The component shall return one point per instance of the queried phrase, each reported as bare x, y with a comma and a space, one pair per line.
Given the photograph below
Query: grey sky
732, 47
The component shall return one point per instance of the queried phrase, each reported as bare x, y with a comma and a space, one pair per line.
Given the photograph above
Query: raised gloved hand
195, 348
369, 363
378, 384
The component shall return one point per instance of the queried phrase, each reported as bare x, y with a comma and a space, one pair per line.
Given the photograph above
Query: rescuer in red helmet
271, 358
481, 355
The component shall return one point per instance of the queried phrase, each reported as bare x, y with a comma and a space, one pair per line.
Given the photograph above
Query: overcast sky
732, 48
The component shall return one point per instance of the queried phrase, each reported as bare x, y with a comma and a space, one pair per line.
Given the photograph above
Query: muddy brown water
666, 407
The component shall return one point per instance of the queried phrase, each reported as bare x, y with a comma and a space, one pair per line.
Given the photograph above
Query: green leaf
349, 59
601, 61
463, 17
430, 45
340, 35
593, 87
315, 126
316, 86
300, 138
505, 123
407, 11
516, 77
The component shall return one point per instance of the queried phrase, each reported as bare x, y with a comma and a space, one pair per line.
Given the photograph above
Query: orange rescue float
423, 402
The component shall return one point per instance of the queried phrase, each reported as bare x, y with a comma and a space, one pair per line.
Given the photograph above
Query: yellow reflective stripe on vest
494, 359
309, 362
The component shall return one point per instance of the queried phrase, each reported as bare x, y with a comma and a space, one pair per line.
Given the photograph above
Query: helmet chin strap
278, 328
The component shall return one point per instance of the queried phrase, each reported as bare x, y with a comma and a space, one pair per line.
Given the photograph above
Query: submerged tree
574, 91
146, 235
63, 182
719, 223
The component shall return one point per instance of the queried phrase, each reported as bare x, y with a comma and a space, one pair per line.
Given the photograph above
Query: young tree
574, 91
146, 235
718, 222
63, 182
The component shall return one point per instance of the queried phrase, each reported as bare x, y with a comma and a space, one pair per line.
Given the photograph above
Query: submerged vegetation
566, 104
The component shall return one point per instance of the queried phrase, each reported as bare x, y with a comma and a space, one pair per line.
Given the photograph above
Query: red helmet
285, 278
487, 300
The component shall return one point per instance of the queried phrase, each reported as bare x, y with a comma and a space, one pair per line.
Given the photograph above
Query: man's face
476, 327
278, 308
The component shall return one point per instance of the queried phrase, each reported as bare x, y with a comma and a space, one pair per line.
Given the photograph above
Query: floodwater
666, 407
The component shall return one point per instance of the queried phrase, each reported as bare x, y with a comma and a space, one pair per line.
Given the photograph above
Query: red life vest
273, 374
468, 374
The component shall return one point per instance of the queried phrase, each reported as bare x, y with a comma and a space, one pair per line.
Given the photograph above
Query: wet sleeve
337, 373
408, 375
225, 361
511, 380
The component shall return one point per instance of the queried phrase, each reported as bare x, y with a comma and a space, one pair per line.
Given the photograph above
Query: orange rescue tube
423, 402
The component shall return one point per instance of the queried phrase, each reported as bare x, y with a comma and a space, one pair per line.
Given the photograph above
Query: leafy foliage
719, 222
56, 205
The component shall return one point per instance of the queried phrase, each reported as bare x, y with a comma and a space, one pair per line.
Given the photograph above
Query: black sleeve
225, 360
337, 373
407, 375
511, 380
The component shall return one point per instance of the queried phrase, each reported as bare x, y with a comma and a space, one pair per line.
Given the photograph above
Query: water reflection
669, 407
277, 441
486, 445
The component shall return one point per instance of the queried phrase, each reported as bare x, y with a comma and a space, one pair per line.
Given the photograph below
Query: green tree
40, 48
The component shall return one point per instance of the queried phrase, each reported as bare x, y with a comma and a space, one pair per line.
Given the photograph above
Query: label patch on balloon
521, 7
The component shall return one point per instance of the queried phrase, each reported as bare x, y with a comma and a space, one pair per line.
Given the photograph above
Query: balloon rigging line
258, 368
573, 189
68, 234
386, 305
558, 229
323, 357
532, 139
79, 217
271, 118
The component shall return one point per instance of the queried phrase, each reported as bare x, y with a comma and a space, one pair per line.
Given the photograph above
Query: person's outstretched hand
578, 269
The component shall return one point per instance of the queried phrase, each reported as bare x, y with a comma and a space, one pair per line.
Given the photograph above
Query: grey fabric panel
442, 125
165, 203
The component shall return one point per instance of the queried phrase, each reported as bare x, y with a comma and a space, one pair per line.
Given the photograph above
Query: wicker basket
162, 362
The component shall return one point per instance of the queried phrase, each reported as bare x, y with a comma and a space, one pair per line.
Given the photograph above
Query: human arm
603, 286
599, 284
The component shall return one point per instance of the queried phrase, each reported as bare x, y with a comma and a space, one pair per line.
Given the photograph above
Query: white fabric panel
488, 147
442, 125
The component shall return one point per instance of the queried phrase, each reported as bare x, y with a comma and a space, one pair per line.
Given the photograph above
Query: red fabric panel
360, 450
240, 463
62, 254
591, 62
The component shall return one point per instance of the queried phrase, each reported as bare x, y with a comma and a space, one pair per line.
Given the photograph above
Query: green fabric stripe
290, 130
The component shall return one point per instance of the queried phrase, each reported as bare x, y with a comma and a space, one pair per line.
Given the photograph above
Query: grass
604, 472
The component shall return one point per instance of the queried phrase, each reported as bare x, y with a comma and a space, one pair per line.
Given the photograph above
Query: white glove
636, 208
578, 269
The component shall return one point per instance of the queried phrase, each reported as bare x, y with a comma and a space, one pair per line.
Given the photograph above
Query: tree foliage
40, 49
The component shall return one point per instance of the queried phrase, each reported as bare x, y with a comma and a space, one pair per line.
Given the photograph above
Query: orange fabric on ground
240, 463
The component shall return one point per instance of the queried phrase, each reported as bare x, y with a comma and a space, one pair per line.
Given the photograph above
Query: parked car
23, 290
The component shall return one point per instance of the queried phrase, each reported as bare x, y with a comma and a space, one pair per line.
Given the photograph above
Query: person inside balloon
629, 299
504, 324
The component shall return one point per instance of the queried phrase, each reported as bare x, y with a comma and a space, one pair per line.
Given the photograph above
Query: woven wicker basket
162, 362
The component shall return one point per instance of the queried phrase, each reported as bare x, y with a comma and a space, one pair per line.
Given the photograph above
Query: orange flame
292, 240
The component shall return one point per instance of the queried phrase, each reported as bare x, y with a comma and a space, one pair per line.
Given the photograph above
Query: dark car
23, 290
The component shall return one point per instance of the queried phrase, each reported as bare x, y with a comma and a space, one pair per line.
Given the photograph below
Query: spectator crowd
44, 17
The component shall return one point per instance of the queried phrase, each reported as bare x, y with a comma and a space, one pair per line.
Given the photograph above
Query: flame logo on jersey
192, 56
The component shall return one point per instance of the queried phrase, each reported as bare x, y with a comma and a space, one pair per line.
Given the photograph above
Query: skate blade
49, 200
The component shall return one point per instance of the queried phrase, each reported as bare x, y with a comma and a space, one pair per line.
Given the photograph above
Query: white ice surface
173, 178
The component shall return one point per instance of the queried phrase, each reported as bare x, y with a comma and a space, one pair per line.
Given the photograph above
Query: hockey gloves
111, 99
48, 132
........
# [Task prompt]
Repeat the listing above exactly, keeping every word as it stands.

# [Answer for this exercise]
The component shall return one point per instance of the queried phrase, each reported as bare x, y with a comma and a space, one pair per line.
Given the photograph below
Query: grey sky
732, 47
The component shall return one point per instance of the queried phrase, each reported as bare x, y with a comma and a space, one pair per line.
Given the photograph above
Query: raised gloved hand
195, 348
369, 363
378, 384
The component shall return one point per instance of the queried phrase, each reported as bare x, y with a comma and a space, one pair per line.
Given the photograph above
Query: rescuer in red helmet
271, 358
481, 355
The component shall return one point per instance of the queried phrase, each reported as bare x, y with a comma and a space, one pair per line.
Given the photograph above
Query: overcast sky
732, 48
The component shall return one point per instance of the queried phrase, each reported as bare x, y with a comma and a space, one pair per line.
Given the photograph above
Query: muddy brown water
666, 407
The component shall return one point per instance of the queried phrase, each reported as bare x, y with a comma and a space, one pair per line.
Given the photograph above
Query: green leaf
349, 59
601, 61
463, 17
430, 45
340, 35
593, 87
315, 126
316, 86
300, 138
505, 123
407, 11
516, 77
The component shall return one point per instance of the queried phrase, each reported as bare x, y with a comma and a space, one pair per line.
Given the photograph above
Query: orange rescue float
423, 402
The component shall return one point per instance of the queried phrase, each reported as bare x, y with a comma and a space, one pair per line.
Given the photograph above
Query: yellow reflective stripe on vest
494, 359
309, 362
The component shall return one point per instance of the queried phrase, each reported as bare x, y with a comma and a space, one pair per line.
Given the photograph above
Query: helmet chin strap
278, 328
The component shall return one point per instance of the queried phrase, each reported as bare x, y with a comma and a space, one pair per line.
Given the photograph above
Query: submerged tree
574, 91
146, 235
63, 182
719, 223
The component shall return one point per instance of the queried phrase, each reported as bare x, y with a comma and a space, one pair per line.
Given the photograph above
Query: young tree
574, 91
146, 235
718, 222
63, 182
The component shall return one point per instance of the queried phrase, each reported as bare x, y with a comma and a space, one pair per line.
Given the photograph above
Query: submerged vegetation
566, 104
The component shall return one point per instance of the queried phrase, each reported as bare x, y with a comma and a space, one pair per line.
Given the photograph above
Query: red helmet
285, 278
487, 300
The component shall return one point per instance of the queried phrase, each reported as bare x, y with a comma and a space, one pair per line.
Given the photograph above
Query: man's face
476, 327
278, 308
The component shall return one point per instance of the queried phrase, each reported as bare x, y with a comma and a space, one pair per line.
Given the photograph above
Query: floodwater
666, 407
The component shall return one point per instance of the queried phrase, each reported as bare x, y with a comma and a space, one pair per line.
Given the photograph above
Query: red life vest
273, 374
468, 374
The component shall return one point per instance of the queried phrase, each reported as bare x, y with a comma and a space, one pair per line.
Given the photograph above
Query: wet sleeve
337, 373
408, 375
225, 361
511, 380
The component shall return one point per instance of the queried phrase, each reported as bare x, y with a comma and a space, one pair per line.
Given the photograph above
Query: orange rescue tube
423, 402
The component shall return one point per instance of the queried phrase, each reported as bare x, y with a comma and a space, one pair per line.
Given the photograph above
Query: leafy foliage
719, 222
56, 205
The component shall return one point per instance of the queried phrase, each reported as bare x, y with a comma and a space, one pair per line.
Given the photograph above
Query: black sleeve
225, 360
337, 373
407, 375
511, 380
The component shall return one point per instance of the queried phrase, each reported as bare x, y with a comma and a space, one pair per line.
Given the photograph above
Query: water reflection
669, 407
277, 441
486, 445
The component shall return one point per instance of the queried phrase, each reported as bare x, y with a comma and a space, one pair per line.
Given the photograph below
Query: green tree
40, 48
The component shall return one point per instance of the queried phrase, each reported as bare x, y with a comma and a space, one pair per line.
Given the photograph above
Query: label patch on balloon
521, 7
The component shall return one point per instance of the queried phrase, each reported as bare x, y with a comma and a space, one pair per line.
Given the photograph above
Query: balloon rigging line
258, 368
573, 189
68, 234
386, 305
558, 229
323, 357
532, 139
79, 217
271, 118
The component shall return one point per instance of the queried phrase, each reported as bare x, y with a comma and a space, one pair per line.
Given the photograph above
Query: person's outstretched hand
578, 269
The component shall return one point per instance of the queried phrase, each reported as bare x, y with a comma and a space, one pair per line.
Given the photograph above
Query: grey fabric panel
442, 125
165, 203
The component shall return one point per instance of the queried phrase, each reported as bare x, y with a comma and a space, one pair per line.
Given the photograph above
Query: wicker basket
162, 362
The component shall return one point per instance of the queried phrase, each reported as bare x, y with a comma and a space, one pair per line.
Given the photograph above
Query: human arm
603, 286
599, 284
The component shall return one point per instance of the queried phrase, each reported as bare x, y with a comma and a space, one pair per line.
Given the photograph above
Query: white fabric panel
488, 147
442, 125
The component shall return one point per instance of the queried phrase, each reported as bare x, y with a comma and a space, one pair per line.
Given the photograph above
Query: red fabric panel
360, 450
240, 463
62, 254
591, 62
The component shall return one point per instance of the queried phrase, each reported as bare x, y with a comma and a space, one pair per line.
Given the photograph above
Query: green fabric stripe
290, 130
The component shall return one point per instance of the queried phrase, each reported as bare x, y with a comma and a space, one pair per line.
Given the photograph above
Query: grass
604, 472
The component shall return one point per instance of the queried phrase, each reported as bare x, y with a comma and a space, one pair per line.
Given the photograph above
Query: white glove
636, 208
578, 269
The component shall return one point per instance of the queried phrase, each reported as bare x, y with a comma and a space, one pair per line.
Given the photograph above
Query: tree foliage
40, 49
The component shall return one point per instance of the queried phrase, each reported as bare x, y with a comma and a space, one pair per line.
Given the photograph above
Query: orange fabric on ground
240, 463
The component shall return one point per instance of the queried phrase, each reported as bare x, y with a comma and a space, one pair per line.
Given the photograph above
Query: parked car
23, 290
The component shall return one point per instance of the queried phrase, each reported as bare x, y with a comma and a space, one pair per line.
Given the photograph above
Query: person inside balloon
629, 299
504, 324
The component shall return one point per instance of the queried phrase, each reported as bare x, y with a comma and a space, one pair per line.
Given the photograph above
Query: woven wicker basket
162, 362
The component shall return one point per instance of the queried phrase, each reported as bare x, y with a comma and a space, one pair per line.
Given the photograph above
Query: orange flame
292, 240
The component shall return one point per instance of the queried phrase, each reported as bare x, y with a comma and a space, one pair per line.
Given the photograph above
Query: dark car
23, 290
The component shall return one point per instance of the queried phrase, each reported as bare x, y with a comma and a space, one pair per line.
Given the photograph below
Query: spectator crowd
44, 17
The component shall return one point per instance of the queried phrase, each reported as bare x, y with a comma and a space, one pair per line.
Given the photograph above
Query: flame logo on jersey
192, 56
The component shall return one point per instance of the queried phrase, each reported as bare x, y with a comma and a space, one pair per line.
Given the photograph above
Query: skate blade
49, 200
The component shall return one point per instance of the queried phrase, each reported as bare x, y with a comma and a space, one pair per line.
Given the photograph above
Query: white ice surface
173, 178
The component shall return one point per instance of the queried phrase, each reported as bare x, y with a comma and a space, one pair per line.
Given the photograph above
Query: hockey gloves
111, 99
48, 132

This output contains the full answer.